▶ Texto de lectura
☆ ☆ ☆

Crecerán como hierba junto a la fuente, como sauces junto a las acequias”
(Is 44, 3-4). De la misma manera lo hizo Juan el Bautista anunciando la llegada
de Jesús, el Mesías: “Yo los bautizo con
agua en señal de arrepentimiento; pero detrás de mí viene uno con más autoridad
que yo, y yo no soy digno de quitarle sus sandalias. Él los bautizará con
Espíritu Santo y fuego” (Mt 3, 11).
Todo esto es parte de esa necesidad humana de
experienciar acontecimientos fuertes y marcantes para creer que Dios se
manifiesta, ya que nos cuesta reconocerlo en la sencillez de la vida. Pero he
aquí que hay un secreto divino: Dios está siempre a nuestro alrededor,
manifestándose de mil maneras distintas, pero sobre todo, en el silencio, en la
calma, en lo escondido del mundo. Mientras nosotros seguimos distrayéndonos con
el hipnotismo esclavizante de las pantallas digitales, Dios vuelve a nacer cada
día en cada vida que llega al mundo, en cada ser vivo que encuentra en este
mundo un lugar para crecer. Y esto lo podemos ver en el misterio de la Navidad,
donde el Dios Altísimo, el Dios de la historia, se nos revela pequeño, frágil,
débil, dependiente, necesitado, pobre. Justamente la pobreza, como condición
social del nacimiento del Mesías, será la característica del ministerio
profético que luego llevará a cabo. En este acontecimiento que pasó
desapercibido para la gran mayoría de la sociedad del siglo I, se revela la
grandeza de un Dios pequeño. Al decir de San Juan de la Cruz, en el nacimiento se
dio la llegada de Dios “pero Dios en el
pesebre allí lloraba y gemía”, acentuando “el llanto del hombre en Dios, y en el hombre la alegría” (Romance
9, Del Nacimiento).
Si deseamos adentrarnos en el misterio de la Navidad,
no lo encontraremos en el impulso consumista que nos domina y que nos lleva a
comprar comida para comer hasta hartarnos, ni haciendo regalos costosos, ni
siquiera llenando de luces nuestros árboles de Navidad o toda nuestra casa. El
misterio de la Navidad, vivido de un modo profundamente cristiano, lo
hallaremos en el silencio de nuestro corazón, en la oración confiada en que ese
Dios pequeño y pobre, venga a nacer de nuevo en nosotros y en cada una de las
personas que más sufren. Si justamente hay algo que caracteriza al Dios de Jesús,
es que con su ejemplo nos quiere abrir el entendimiento para recibir en nuestra
casa a los más necesitados. Pues Dios regala su mensaje a los olvidados de la
sociedad, a los expulsados de los caminos por donde va el común de la masa
social. Los pobres y excluidos son aquellos que, aunque intenten imitar lo que
viven y tienen los ricos, no lo pueden hacer, ya que son sometidos a un
desprecio social debido a su condición de ser simplemente pobres. Pero son
ellos a los que justamente Dios elige para anunciar la llegada del Mesías.

☆ ☆ ☆

▶ Registros extraídos
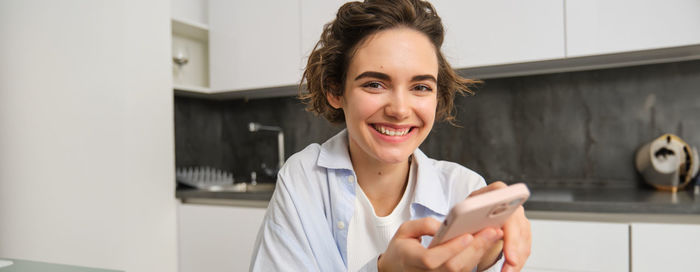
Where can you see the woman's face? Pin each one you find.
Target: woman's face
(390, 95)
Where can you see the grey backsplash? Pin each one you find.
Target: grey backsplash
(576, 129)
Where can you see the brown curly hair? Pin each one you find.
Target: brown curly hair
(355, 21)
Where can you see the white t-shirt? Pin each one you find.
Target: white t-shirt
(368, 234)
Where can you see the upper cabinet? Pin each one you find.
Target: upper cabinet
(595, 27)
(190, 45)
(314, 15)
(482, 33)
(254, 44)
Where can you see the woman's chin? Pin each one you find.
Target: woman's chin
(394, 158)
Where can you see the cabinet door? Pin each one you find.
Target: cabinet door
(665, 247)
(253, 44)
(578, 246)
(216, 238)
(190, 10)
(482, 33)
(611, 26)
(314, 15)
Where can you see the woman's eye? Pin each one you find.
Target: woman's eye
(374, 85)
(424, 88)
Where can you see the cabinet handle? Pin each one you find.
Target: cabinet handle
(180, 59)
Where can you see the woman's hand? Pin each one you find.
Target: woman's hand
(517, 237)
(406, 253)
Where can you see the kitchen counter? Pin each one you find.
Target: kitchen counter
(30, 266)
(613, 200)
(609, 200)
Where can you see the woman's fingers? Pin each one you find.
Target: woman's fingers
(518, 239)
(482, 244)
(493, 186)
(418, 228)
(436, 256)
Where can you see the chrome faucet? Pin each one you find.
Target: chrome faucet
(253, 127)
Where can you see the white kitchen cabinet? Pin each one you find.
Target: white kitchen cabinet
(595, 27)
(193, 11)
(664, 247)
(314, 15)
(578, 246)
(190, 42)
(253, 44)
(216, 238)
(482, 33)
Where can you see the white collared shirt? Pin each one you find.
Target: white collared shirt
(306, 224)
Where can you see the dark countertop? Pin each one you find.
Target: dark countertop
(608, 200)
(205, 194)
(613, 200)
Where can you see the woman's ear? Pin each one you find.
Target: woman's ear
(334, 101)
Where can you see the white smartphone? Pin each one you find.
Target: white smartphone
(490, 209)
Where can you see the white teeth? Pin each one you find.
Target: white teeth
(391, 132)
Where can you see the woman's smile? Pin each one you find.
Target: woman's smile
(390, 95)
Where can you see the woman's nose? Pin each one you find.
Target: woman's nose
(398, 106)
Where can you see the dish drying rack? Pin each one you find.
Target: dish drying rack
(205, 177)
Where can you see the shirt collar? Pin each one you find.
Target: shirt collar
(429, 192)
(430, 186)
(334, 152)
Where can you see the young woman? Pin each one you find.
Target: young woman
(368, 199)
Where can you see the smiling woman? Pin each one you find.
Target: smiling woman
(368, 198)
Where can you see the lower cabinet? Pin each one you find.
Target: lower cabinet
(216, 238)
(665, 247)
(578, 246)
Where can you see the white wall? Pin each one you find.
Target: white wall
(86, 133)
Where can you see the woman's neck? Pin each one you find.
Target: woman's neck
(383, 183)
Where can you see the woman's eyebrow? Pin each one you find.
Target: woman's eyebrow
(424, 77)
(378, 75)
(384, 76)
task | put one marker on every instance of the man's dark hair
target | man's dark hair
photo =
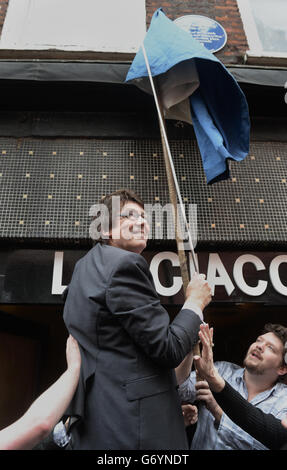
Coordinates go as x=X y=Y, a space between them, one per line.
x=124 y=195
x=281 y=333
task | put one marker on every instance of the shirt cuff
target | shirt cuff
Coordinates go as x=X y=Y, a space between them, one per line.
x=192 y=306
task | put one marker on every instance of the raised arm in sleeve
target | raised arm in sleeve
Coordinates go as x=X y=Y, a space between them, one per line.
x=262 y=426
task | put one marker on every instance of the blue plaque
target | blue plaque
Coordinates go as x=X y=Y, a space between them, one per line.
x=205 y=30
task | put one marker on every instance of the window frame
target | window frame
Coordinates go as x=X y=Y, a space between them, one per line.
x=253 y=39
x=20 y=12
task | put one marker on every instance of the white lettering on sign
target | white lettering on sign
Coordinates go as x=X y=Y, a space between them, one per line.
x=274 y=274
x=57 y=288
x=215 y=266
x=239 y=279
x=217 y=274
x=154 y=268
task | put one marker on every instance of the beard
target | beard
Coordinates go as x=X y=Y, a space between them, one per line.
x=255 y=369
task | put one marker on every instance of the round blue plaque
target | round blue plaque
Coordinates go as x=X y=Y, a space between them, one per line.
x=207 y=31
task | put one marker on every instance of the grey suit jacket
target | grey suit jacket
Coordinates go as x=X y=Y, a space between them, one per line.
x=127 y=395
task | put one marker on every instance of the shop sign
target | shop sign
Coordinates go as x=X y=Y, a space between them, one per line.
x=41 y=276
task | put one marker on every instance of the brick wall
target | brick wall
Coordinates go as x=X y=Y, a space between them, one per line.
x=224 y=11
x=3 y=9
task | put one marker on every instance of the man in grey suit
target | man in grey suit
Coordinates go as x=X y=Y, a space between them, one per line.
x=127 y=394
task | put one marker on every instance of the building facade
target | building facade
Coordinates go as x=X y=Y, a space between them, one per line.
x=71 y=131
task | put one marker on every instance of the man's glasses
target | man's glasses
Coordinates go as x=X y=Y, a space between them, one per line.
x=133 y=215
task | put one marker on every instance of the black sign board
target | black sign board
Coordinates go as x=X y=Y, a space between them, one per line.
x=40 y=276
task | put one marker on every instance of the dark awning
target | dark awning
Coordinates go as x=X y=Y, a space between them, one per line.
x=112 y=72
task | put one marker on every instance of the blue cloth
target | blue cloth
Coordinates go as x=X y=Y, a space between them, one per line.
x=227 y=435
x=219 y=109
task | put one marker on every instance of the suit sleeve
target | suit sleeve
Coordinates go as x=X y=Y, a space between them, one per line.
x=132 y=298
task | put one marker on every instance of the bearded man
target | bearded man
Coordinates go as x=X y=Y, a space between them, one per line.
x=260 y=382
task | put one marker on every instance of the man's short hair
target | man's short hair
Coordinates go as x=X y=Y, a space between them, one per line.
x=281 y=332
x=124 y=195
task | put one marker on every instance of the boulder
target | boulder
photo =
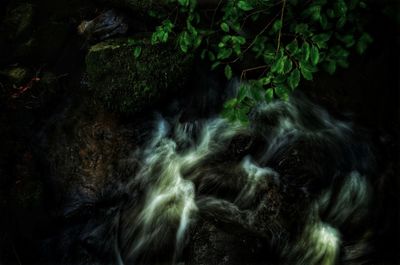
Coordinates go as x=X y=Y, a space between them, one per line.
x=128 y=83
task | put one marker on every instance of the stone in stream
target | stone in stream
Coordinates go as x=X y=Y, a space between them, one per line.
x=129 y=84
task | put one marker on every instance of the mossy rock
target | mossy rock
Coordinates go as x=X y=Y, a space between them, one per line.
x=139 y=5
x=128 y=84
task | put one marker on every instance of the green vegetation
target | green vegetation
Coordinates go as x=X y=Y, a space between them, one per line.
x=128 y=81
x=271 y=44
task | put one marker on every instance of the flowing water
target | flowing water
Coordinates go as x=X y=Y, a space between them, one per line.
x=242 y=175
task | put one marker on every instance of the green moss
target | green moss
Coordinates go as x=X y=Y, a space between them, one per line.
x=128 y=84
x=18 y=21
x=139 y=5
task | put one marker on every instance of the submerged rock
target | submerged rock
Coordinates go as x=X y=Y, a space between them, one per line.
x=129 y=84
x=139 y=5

☆ ☆ ☆

▶ Tarea asignada A
Según el texto sobre la Navidad, ¿a quiénes elige Dios para anunciar la llegada del Mesías?
▶ Tarea asignada B
Vuelve a escribir todo el texto sobre la Navidad desde "(Is 44, 3-4)." hasta "(Mt 3, 11).", y sustituye "sandalias" por "zapatos".
▶ Tarea asignada C
Prosigue el texto sobre el misterio de la Navidad a partir de donde termina.

▶ Tu respuesta A
A los pobres y excluidos.

▶ Tu respuesta B
(Is 44, 3-4). De la misma manera lo hizo Juan el Bautista anunciando la llegada
de Jesús, el Mesías: “Yo los bautizo con
agua en señal de arrepentimiento; pero detrás de mí viene uno con más autoridad
que yo, y yo no soy digno de quitarle sus zapatos. Él los bautizará con
Espíritu Santo y fuego” (Mt 3, 11).

▶ Tu respuesta C
También hoy siguen siendo los predilectos de Dios y los que más se asemejan a
su Hijo Jesús.
Los más pobres son los que el Ángel del Evangelio,
al dirigirse a ellos, comienza diciéndoles: “No teman. Miren, les doy una Buena Noticia,
una gran alegría para todo el pueblo: Hoy ha nacido en la Ciudad de David el
Salvador, el Mesías y Señor. Esto les servirá de señal: encontrarán un niño
envuelto en pañales y acostado en un pesebre” (Lc 2, 10-12). Los pastores se
asustan al ser tomados en cuenta por un mensajero de Dios, pues no se
sienten merecedores de ser los primeros en recibir la Buena Noticia. Hoy en día
son muchos los pobres que no se creen con derechos a ser felices por lo que la
misma sociedad les hace sentir. Muchos de ellos se sienten abandonados por
Dios. Pero esto no es así, pues el Dios de Jesús es justamente el Dios de los
pobres, de los que no se sienten dichosos de ser los primeros en el Reino.
Todos nosotros podemos encontrar en el pesebre de Belén la inspiración necesaria
para recobrar nuestra dignidad de hijos de Dios, de ser amados por él, que nos desea
una vida feliz y digna. El desafío estará en que no esperemos de Dios eventos espectaculares,
sino que lo encontraremos en aquellas acciones simples de la vida, en las cosas
cotidianas de cada día. Allí, en lo escondido, en lo oculto a las cámaras, se
revela un Dios que nos enseña a creer que otra-Navidad es posible.